### Aufgaben
[a] Welche Stadt findet Kerstin Engholm laut dem Text über die Galeriekooperation als Kunstplatz spannender als Berlin?
[b] Entnimm dem Text über die Galeriekooperation wortgetreu die Passage von „Seit kurzem kooperieren“ bis „witzig, fast slapstickartig.“.

══ Ausgangstext ══

Seit kurzem kooperieren Kerstin Engholm und Klaus Engelhorn in Sachen zeitgenössische Kunst. Engelhorn betreibt weiter seine fast museal zu nennende, vor drei Jahren ins Leben gerufene Designgalerie am Ring, gibt seinen zweiten "Contemporary"-Raum auf und gestaltet mit Kerstin Engholm das Programm der "Engholm Engelhorn Galerie". Den zungenbrecherischen Namen, meint die seit vier Jahren ihr Galeriebusiness selbstständig führende Unternehmerin, finde sie witzig, fast slapstickartig.

Ihre Erfahrungen und Beobachtungen in den ersten vier Jahren fasst die Wienerin mit schwedisch-deutschen Wurzeln so zusammen: "Wien als Kunstplatz finde ich spannender als etwa Berlin. Es gibt eine unglaublich reiche Produktion, der die Rezeption ein wenig nachhinkt." Den massiven persönlichen Einsatz für diesen Beruf habe sie unterschätzt, sagt Engholm, deren gemeinsames Programm aus Künstlern ihrer Galerie und Vorschlägen Klaus Engelhorns weiterentwickelt wird.

═══
══ Daten ══

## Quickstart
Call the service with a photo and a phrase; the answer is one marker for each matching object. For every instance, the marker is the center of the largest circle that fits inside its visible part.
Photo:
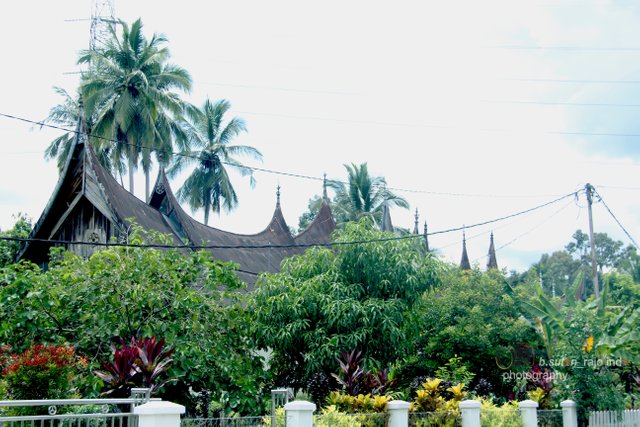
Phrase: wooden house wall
(87, 224)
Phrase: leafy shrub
(319, 386)
(42, 372)
(363, 403)
(506, 415)
(137, 364)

═══

### Ergebnisse je Aufgabe
[a] Wien.

[b]
Seit kurzem kooperieren Kerstin Engholm und Klaus Engelhorn in Sachen zeitgenössische Kunst. Engelhorn betreibt weiter seine fast museal zu nennende, vor drei Jahren ins Leben gerufene Designgalerie am Ring, gibt seinen zweiten "Contemporary"-Raum auf und gestaltet mit Kerstin Engholm das Programm der "Engholm Engelhorn Galerie". Den zungenbrecherischen Namen, meint die seit vier Jahren ihr Galeriebusiness selbstständig führende Unternehmerin, finde sie witzig, fast slapstickartig.